This is the second in a series of stories about Washington’s oyster industry. Read part 1 here.
Glucking down the muddy shore of Steamboat Island on a perfect spring day, I watch my feet with every stride. Hundreds of ragged, buff-colored shells lie before me, and I don’t want to step on them. I’d prefer that the morsel of meat contained within each one of them end up in my mouth, not squashed against the bottom my rubber boot.
“Do you want to try one?” asks Saleh Prohim, who manages this 25-acre parcel of tideland for Taylor Shellfish. The answer, of course, is yes. Prohim picks up an oyster, expertly pries it open with a knife, scrapes the slimy creature inside free of the shell, and hands it to me. I tip the still-live animal onto my tongue, and with it, the taste of South Puget Sound’s Totten Inlet.
My morning snack was just one of the about 400,000 Pacific oysters Taylor Shellfish will produce from this particular parcel each year. And that’s just a fraction of the total output the company reaps from the sum of its approximately 11,000 acres of Washington tideland. Taylor, headquartered in Shelton, Washington, is one of the oldest oyster operations in the state, and one of the largest producers of shellfish in the country. It’s in large part thanks to companies like Taylor that Washingtonians feel such pride and hunger for our locally produced oysters.

DATA EXCERPTS
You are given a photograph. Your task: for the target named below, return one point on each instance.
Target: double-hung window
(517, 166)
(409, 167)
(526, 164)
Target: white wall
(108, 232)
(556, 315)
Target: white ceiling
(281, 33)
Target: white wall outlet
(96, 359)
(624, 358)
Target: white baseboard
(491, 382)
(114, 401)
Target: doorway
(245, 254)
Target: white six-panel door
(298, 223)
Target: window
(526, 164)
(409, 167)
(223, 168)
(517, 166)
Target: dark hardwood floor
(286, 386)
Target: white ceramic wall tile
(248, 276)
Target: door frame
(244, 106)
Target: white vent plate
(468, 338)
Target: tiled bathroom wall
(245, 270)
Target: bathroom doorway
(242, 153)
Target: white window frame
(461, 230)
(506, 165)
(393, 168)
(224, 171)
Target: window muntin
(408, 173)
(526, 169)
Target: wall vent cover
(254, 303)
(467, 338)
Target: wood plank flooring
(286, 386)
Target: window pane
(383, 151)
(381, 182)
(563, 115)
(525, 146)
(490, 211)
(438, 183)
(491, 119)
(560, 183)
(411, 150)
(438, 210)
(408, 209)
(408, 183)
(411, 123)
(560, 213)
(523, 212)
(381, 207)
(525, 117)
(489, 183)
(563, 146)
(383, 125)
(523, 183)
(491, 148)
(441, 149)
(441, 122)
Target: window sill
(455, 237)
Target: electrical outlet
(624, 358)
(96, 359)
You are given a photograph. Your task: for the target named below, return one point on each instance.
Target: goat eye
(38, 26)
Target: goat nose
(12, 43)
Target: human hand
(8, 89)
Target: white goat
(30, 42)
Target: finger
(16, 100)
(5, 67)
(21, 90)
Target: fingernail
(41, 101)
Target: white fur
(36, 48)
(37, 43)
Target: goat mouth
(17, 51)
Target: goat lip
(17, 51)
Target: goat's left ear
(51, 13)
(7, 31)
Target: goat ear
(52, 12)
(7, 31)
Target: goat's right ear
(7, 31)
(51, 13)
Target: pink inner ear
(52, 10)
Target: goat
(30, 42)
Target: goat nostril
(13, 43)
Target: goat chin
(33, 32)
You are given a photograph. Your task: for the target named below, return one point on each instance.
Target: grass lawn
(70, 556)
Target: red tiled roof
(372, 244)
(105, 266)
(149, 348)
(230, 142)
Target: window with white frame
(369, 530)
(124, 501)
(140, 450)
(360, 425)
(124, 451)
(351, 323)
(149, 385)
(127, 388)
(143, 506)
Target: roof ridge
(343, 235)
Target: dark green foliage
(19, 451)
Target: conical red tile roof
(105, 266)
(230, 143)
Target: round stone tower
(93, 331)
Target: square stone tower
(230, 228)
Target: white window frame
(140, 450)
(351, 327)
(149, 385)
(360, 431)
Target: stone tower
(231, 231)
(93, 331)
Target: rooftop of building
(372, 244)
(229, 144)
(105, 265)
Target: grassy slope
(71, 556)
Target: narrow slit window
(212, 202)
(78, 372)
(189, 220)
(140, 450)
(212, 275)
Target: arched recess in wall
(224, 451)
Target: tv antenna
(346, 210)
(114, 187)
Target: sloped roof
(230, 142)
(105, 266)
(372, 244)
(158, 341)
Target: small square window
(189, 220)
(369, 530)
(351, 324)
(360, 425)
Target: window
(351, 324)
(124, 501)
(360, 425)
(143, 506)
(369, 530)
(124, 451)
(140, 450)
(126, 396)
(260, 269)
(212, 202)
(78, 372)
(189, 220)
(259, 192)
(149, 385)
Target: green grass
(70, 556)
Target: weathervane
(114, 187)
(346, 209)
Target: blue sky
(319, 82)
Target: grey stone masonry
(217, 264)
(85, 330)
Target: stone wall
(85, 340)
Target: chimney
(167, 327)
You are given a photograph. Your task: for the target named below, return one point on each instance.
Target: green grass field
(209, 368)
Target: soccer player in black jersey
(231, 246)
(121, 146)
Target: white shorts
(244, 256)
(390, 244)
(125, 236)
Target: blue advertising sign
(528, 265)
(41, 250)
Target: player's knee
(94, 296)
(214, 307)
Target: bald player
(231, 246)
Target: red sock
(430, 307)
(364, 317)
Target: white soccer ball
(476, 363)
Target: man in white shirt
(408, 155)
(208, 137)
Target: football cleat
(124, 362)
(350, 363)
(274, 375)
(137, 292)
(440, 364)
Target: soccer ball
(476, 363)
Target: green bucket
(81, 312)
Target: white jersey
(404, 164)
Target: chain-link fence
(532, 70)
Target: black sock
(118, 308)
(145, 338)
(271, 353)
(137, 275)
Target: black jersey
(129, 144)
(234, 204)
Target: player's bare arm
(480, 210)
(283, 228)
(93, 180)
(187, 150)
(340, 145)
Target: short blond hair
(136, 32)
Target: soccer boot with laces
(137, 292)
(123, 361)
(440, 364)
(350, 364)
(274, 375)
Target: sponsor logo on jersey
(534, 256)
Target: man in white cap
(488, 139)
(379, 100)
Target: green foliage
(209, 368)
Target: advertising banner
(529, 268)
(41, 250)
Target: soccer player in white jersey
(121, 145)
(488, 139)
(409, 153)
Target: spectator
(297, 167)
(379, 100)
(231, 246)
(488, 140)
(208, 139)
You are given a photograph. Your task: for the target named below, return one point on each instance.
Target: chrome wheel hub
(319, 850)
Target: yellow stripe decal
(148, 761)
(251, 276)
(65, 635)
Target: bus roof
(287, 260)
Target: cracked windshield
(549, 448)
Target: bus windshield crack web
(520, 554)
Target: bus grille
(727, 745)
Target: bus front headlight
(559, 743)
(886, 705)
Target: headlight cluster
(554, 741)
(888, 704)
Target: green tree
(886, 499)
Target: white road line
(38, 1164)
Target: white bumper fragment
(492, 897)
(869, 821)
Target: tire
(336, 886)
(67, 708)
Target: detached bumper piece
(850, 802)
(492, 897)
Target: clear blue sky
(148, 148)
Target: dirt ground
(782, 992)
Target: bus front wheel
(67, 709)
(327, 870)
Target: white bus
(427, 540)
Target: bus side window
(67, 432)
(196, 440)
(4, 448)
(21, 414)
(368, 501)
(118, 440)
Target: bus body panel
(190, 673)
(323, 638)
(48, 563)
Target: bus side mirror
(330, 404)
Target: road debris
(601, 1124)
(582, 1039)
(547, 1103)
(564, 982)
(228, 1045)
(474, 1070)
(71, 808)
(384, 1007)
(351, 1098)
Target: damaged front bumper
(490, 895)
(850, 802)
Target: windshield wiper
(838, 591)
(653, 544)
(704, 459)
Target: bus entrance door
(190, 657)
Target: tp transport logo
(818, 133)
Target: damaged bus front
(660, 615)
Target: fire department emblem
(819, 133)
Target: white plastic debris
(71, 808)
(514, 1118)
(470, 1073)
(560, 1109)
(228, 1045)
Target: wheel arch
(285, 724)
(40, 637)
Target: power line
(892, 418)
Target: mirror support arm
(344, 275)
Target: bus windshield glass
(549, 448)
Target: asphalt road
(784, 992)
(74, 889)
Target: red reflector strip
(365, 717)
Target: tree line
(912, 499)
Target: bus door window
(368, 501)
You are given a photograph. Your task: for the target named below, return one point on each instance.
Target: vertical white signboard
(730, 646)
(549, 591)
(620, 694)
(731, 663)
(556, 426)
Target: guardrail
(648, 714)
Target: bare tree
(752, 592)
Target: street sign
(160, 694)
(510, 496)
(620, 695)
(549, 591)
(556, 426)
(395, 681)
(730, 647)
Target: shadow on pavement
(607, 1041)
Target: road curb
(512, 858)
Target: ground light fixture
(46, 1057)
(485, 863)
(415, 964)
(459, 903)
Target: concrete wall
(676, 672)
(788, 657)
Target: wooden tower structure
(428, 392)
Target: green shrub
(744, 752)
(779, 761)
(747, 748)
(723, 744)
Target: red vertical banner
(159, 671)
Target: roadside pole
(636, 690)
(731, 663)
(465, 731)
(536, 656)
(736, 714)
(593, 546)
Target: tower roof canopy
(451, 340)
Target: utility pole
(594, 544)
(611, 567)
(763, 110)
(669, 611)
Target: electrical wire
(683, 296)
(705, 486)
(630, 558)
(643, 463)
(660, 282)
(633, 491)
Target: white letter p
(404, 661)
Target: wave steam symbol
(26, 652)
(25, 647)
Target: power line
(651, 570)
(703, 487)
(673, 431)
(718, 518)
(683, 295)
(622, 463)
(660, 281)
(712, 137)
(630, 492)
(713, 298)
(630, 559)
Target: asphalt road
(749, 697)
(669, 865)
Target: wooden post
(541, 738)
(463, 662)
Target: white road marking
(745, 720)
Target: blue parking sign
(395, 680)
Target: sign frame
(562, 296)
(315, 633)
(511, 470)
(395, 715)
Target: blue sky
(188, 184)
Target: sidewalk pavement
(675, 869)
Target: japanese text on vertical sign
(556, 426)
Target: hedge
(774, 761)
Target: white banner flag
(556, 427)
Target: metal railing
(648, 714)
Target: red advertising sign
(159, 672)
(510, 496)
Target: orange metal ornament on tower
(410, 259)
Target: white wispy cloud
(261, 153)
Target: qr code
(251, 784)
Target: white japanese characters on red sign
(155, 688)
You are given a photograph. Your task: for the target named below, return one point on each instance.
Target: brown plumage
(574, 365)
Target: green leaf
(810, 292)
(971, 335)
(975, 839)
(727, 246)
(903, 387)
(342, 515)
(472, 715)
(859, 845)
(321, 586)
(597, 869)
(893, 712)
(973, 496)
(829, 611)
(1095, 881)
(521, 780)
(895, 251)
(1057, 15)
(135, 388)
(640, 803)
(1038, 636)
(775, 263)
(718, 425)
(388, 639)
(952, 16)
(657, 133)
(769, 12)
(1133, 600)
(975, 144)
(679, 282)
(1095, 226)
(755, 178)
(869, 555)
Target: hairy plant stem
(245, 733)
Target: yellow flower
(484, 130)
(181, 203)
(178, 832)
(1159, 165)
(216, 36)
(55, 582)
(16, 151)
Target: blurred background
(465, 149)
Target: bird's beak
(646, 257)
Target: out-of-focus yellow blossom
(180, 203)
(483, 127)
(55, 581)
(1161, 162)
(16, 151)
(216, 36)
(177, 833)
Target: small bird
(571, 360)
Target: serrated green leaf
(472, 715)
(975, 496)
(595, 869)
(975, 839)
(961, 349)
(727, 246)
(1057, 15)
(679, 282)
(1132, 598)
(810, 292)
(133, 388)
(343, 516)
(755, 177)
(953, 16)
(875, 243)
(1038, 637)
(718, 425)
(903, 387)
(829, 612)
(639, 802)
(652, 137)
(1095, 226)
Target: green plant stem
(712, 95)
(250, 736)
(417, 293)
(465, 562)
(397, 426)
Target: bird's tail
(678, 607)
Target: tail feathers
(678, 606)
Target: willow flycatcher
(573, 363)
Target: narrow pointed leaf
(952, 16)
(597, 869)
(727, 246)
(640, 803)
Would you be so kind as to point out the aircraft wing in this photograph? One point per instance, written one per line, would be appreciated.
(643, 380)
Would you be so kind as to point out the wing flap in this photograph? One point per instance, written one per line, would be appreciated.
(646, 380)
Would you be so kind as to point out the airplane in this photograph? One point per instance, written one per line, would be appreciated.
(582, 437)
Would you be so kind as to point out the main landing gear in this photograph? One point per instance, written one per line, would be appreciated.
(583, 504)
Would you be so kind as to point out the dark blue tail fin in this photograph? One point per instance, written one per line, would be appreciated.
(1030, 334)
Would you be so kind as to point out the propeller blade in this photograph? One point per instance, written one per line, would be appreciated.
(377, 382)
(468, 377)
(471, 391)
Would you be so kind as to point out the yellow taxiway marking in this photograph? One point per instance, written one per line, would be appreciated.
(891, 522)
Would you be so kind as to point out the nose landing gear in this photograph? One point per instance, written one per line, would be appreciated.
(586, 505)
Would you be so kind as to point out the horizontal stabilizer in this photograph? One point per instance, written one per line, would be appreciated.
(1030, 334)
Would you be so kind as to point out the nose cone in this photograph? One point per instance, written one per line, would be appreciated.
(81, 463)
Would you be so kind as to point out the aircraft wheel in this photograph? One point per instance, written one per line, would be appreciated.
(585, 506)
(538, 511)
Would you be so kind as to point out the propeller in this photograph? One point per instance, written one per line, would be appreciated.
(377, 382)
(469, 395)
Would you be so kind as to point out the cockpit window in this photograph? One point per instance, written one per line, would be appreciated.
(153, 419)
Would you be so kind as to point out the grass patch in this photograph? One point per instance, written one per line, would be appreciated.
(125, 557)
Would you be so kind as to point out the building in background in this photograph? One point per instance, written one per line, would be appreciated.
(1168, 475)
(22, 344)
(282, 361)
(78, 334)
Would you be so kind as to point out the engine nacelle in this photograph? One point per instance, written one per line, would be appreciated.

SET PROBLEM
Answer these about the passage on Washington's oyster industry:
(a) Who manages the 25-acre parcel of tideland on Steamboat Island, and for which company?
(b) About how many Pacific oysters will that parcel produce each year?
(c) In what town is Taylor Shellfish headquartered?

ANSWER TO THE EXERCISE
(a) Saleh Prohim, for Taylor Shellfish.
(b) About 400,000.
(c) Shelton, Washington.